=== EXERCISE DATA ===

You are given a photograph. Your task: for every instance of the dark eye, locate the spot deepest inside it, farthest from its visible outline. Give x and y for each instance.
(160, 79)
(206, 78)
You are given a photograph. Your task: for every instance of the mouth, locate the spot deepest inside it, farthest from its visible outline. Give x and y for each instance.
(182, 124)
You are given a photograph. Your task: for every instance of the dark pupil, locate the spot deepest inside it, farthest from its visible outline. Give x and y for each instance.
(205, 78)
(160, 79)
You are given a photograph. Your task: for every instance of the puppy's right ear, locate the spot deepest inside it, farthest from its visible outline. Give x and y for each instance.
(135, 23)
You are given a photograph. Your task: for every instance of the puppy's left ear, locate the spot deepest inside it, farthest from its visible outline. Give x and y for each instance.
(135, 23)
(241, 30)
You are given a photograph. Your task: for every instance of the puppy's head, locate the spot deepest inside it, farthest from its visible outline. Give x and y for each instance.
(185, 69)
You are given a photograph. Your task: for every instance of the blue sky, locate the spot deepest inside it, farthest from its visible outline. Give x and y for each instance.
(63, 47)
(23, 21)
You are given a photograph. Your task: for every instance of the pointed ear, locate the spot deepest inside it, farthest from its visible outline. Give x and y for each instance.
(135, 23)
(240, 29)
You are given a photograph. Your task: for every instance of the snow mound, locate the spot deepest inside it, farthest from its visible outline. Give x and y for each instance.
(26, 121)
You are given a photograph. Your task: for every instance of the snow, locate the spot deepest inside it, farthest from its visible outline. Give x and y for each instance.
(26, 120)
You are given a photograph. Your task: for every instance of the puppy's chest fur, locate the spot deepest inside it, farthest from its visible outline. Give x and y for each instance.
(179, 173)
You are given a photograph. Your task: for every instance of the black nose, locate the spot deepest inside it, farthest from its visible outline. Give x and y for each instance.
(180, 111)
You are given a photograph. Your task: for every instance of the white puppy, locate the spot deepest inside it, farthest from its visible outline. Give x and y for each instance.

===

**WORK ITEM**
Give the entries again in full, with nothing changed.

**EXERCISE ANSWER**
You are given a photograph. Your task: for every instance of the dark eye, locate the spot deepest inside it, farthest from its visible outline. Give x and y for each instance.
(160, 79)
(206, 78)
You are given a photograph. Your task: for every instance of the mouth, locate the spot deepest inside it, farthest from its visible outline. Give x and y for each instance.
(182, 124)
You are given a photograph. Your task: for every instance of the dark pupil, locate the spot deepest inside it, farthest from its visible outline. Give x and y for each instance.
(205, 78)
(160, 79)
You are given a photograph. Your task: for every instance of the puppy's right ear, locate the spot deepest inside it, farthest from its visible outline. Give x and y for each instance.
(135, 23)
You are given a photograph. Your task: for every instance of the puppy's left ear, locate the spot deepest inside it, farthest from its visible outline. Give x and y for each instance.
(135, 23)
(241, 30)
You are given a photograph. Your task: for every instance of the puppy's head, locate the spot deepest inside it, farthest from its visible outline. Give x and y for each instance.
(185, 69)
You are given a photograph. Your task: for every instance of the blue sky, locate the spot deepest inside it, farthest from its visible outline. Give x and y for each instance.
(63, 47)
(23, 21)
You are given a photograph. Your task: for every instance of the pointed ear, locate the spot deepest inside it, farthest from its visible outline. Give x and y for each instance.
(135, 23)
(240, 29)
You are given a photograph. Your task: for every instance of the snow mound, locate the spot deepest inside it, farthest from its visible outline. Give x and y for each instance.
(26, 121)
You are given a photograph. Your task: for every instance of the snow, locate the spot deepest inside it, farthest from its visible outline. Give x and y for each instance.
(26, 120)
You are given a photograph. Your task: for every instance of the puppy's chest fur, locate the spot deepest inside it, farthest from its visible outline. Give x and y for each instance.
(179, 173)
You are given a photograph. Your task: for every instance of the black nose, locate the spot deepest inside it, farthest from its visible outline. Give x and y for each instance.
(180, 111)
You are given a photograph. Your task: for every instance of the white puppy, locate the spot deepest inside it, farthest from its visible outline. Give x and y for each instance.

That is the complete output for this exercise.